Point placement data
***

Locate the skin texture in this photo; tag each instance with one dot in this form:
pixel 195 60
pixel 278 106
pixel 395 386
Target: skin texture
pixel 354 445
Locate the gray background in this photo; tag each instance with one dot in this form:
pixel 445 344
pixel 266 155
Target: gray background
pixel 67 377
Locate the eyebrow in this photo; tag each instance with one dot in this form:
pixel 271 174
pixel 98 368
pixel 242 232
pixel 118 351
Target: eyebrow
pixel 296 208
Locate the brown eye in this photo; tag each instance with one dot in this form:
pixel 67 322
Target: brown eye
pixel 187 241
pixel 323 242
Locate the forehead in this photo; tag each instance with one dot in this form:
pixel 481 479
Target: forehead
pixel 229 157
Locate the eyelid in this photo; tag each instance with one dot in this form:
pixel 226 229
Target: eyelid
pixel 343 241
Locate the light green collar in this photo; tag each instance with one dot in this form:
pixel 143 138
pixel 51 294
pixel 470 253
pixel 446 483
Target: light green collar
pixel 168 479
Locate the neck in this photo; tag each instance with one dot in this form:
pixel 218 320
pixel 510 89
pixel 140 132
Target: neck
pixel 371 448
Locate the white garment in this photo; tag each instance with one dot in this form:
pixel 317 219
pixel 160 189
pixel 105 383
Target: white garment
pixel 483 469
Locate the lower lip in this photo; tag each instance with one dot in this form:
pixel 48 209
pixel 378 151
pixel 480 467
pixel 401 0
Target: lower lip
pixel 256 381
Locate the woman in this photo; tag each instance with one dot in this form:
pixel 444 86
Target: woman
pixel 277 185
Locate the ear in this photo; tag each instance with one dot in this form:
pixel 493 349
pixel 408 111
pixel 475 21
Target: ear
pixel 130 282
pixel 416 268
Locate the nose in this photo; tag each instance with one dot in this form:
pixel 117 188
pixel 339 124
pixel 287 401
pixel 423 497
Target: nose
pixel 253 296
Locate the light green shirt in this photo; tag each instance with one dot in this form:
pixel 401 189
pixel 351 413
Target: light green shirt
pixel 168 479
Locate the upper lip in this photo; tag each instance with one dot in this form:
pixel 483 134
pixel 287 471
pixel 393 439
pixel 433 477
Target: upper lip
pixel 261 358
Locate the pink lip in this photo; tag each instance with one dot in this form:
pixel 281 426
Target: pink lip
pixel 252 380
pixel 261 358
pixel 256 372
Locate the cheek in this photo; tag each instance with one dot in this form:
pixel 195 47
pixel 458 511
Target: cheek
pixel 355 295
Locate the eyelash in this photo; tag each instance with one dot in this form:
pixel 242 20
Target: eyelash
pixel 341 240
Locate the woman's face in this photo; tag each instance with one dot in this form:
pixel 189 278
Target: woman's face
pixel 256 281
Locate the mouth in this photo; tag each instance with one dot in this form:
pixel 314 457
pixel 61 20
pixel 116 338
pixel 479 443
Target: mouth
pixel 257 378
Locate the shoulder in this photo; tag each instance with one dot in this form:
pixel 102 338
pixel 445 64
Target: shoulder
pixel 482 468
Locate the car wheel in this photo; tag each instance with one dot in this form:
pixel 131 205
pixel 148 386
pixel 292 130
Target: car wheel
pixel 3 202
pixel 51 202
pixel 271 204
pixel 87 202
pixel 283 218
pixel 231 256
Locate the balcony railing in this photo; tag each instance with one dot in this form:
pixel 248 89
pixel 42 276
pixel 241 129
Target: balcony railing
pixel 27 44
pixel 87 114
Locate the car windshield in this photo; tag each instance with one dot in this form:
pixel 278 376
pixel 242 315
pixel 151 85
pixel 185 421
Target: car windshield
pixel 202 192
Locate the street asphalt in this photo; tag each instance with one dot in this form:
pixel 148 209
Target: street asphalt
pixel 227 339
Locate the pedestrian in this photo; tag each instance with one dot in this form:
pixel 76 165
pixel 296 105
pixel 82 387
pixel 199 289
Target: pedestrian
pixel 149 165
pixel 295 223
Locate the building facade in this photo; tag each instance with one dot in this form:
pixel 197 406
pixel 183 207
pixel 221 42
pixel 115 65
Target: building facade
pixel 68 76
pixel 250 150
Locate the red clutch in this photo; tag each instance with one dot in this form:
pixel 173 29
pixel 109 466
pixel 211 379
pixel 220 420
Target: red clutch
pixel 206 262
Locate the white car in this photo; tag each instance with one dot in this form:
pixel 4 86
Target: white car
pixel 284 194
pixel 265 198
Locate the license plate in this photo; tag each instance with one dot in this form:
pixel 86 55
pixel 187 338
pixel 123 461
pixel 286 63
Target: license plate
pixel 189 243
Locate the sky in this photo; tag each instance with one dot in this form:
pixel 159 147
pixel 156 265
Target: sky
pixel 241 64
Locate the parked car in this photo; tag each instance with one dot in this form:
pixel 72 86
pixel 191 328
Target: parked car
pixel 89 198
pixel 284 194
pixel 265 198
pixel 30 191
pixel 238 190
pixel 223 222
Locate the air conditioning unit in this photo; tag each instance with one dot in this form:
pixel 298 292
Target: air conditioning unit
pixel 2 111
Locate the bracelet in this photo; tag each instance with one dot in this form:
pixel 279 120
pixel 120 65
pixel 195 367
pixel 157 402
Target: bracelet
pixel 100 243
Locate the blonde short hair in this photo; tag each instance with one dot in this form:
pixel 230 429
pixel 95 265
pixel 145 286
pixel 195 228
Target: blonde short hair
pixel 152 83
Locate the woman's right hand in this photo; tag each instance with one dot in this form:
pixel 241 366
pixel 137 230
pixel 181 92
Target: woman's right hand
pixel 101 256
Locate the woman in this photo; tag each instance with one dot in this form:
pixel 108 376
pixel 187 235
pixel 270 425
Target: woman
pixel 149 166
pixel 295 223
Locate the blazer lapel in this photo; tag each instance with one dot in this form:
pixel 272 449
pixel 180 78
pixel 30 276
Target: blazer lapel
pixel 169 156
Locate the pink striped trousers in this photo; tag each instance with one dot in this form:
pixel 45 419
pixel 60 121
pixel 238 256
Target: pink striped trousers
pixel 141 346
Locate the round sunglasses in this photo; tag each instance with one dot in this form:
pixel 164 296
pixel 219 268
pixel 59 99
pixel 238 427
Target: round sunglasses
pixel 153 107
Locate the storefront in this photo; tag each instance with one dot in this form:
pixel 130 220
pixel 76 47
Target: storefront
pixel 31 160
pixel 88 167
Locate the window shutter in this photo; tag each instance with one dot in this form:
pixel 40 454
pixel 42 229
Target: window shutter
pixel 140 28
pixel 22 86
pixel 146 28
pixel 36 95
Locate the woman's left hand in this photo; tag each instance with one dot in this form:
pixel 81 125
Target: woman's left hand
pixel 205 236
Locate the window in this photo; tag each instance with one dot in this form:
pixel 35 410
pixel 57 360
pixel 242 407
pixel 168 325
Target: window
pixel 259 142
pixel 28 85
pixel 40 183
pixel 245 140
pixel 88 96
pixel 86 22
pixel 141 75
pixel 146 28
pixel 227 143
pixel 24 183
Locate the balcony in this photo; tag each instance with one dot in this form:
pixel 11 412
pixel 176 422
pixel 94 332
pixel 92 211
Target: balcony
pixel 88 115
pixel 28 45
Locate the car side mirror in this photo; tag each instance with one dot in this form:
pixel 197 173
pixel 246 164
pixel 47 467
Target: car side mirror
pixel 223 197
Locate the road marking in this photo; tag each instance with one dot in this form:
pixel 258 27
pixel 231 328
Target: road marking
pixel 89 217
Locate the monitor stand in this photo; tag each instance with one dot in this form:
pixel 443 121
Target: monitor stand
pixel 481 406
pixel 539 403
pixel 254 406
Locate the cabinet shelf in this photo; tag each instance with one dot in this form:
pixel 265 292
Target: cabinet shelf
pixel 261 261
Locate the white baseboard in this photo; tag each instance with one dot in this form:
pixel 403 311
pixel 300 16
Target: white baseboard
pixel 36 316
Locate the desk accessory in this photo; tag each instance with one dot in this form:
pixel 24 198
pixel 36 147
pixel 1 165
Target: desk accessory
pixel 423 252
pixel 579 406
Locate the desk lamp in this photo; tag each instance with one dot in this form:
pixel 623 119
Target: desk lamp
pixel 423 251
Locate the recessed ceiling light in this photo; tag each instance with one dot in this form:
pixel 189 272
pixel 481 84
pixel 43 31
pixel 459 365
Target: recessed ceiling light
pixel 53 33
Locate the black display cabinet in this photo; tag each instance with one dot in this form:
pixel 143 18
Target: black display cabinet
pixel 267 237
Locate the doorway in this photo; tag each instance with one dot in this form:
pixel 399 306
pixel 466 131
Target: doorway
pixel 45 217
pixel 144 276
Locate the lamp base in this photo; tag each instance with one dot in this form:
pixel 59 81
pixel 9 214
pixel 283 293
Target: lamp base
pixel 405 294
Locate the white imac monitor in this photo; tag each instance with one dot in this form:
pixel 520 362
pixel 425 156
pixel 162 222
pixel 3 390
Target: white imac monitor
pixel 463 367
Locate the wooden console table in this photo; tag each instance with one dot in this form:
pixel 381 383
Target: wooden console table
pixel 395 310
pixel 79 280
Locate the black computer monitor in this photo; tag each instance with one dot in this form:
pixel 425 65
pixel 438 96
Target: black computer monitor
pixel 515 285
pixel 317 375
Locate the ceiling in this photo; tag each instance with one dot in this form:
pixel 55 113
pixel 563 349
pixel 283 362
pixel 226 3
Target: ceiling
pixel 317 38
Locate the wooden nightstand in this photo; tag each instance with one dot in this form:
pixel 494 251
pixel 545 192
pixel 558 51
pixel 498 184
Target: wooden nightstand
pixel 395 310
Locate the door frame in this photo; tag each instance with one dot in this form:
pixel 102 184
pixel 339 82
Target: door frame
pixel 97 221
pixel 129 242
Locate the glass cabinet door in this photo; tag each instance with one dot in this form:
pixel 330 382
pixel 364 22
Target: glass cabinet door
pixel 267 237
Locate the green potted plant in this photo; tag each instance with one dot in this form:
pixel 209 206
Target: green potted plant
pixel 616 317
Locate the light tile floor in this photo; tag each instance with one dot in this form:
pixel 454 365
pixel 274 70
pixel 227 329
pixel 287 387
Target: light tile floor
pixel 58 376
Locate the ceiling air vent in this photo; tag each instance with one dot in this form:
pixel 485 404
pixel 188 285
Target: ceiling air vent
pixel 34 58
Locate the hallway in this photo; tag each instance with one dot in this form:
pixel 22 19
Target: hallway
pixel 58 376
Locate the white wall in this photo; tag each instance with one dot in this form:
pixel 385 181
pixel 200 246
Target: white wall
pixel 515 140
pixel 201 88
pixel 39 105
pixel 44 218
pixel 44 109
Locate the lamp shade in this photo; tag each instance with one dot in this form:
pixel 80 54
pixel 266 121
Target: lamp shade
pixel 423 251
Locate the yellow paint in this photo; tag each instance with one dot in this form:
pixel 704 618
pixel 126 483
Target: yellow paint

***

Copy out the data above word for word, starting at the line that contains "Locate the hallway" and stopping after the line that contains "pixel 44 109".

Locate the hallway in this photo; tag each instance with one dot in this form:
pixel 22 19
Target: hallway
pixel 58 376
Locate the white wall in this photo; tag each instance with one dot in this form:
pixel 385 181
pixel 200 246
Target: white wall
pixel 515 140
pixel 201 88
pixel 39 105
pixel 44 218
pixel 44 109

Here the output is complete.